#### SUPPLIED PASSAGE ####

5.1 VAT treatment of COVID testing services
HMRC has confirmed its view that COVID testing services are exempt from VAT only if the test is administered to the patient and the results are provided by a medical professional. Supervision by a medical professional may also be sufficient.
Revenue and Customs Brief 11 (2021) sets out HMRC’s position on the VAT treatment of COVID-19 testing services. In general, such services only qualify for the medical care VAT exemption if the test is administered to the patient. Self-testing kits therefore do not qualify. Furthermore, the results of the test must be provided by a medical professional, or the activity must be supervised by a medical professional. If these conditions are not met, the supply should be standard-rated. The Brief provides some examples of the VAT treatment applicable in different circumstances.
5.2 Review of VAT concession for counsel’s fees
HMRC has confirmed that it is considering withdrawing the existing concession for legal counsel’s fees paid into and kept in a client account.
A concession was agreed when VAT was first introduced in relation to fees for counsel paid into and kept in a client account by a law firm. The concession allows law firms to treat counsel’s fee as a disbursement for VAT purposes, rather than use normal VAT accounting. The Law Society has announced that HMRC has confirmed that the concession is still available, but it is under review and may be withdrawn. If it is withdrawn, the change will be prospective and notice will be provided in advance. The Law Society is seeking input on the use, benefits and deficiencies of the concession. Submissions close on Thursday 30 September 2021.

####

WORK ITEM:
Reproduce the VAT update above in full, word for word. The records come from a separate source.

#### DATA EXCERPTS ####

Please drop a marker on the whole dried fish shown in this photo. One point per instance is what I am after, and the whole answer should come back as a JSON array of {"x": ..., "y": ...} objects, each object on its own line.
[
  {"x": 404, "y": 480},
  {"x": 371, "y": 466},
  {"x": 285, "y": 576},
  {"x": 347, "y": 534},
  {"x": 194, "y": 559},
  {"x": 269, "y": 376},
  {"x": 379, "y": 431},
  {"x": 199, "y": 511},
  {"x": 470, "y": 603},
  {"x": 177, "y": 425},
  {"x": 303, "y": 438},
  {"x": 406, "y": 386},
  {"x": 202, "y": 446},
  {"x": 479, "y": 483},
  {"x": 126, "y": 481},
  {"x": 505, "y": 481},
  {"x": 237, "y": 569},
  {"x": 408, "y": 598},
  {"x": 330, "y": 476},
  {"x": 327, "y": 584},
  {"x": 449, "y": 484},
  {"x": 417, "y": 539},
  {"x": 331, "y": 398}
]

####

EXERCISE ANSWER:
5.1 VAT treatment of COVID testing services
HMRC has confirmed its view that COVID testing services are exempt from VAT only if the test is administered to the patient and the results are provided by a medical professional. Supervision by a medical professional may also be sufficient.
Revenue and Customs Brief 11 (2021) sets out HMRC’s position on the VAT treatment of COVID-19 testing services. In general, such services only qualify for the medical care VAT exemption if the test is administered to the patient. Self-testing kits therefore do not qualify. Furthermore, the results of the test must be provided by a medical professional, or the activity must be supervised by a medical professional. If these conditions are not met, the supply should be standard-rated. The Brief provides some examples of the VAT treatment applicable in different circumstances.
5.2 Review of VAT concession for counsel’s fees
HMRC has confirmed that it is considering withdrawing the existing concession for legal counsel’s fees paid into and kept in a client account.
A concession was agreed when VAT was first introduced in relation to fees for counsel paid into and kept in a client account by a law firm. The concession allows law firms to treat counsel’s fee as a disbursement for VAT purposes, rather than use normal VAT accounting. The Law Society has announced that HMRC has confirmed that the concession is still available, but it is under review and may be withdrawn. If it is withdrawn, the change will be prospective and notice will be provided in advance. The Law Society is seeking input on the use, benefits and deficiencies of the concession. Submissions close on Thursday 30 September 2021.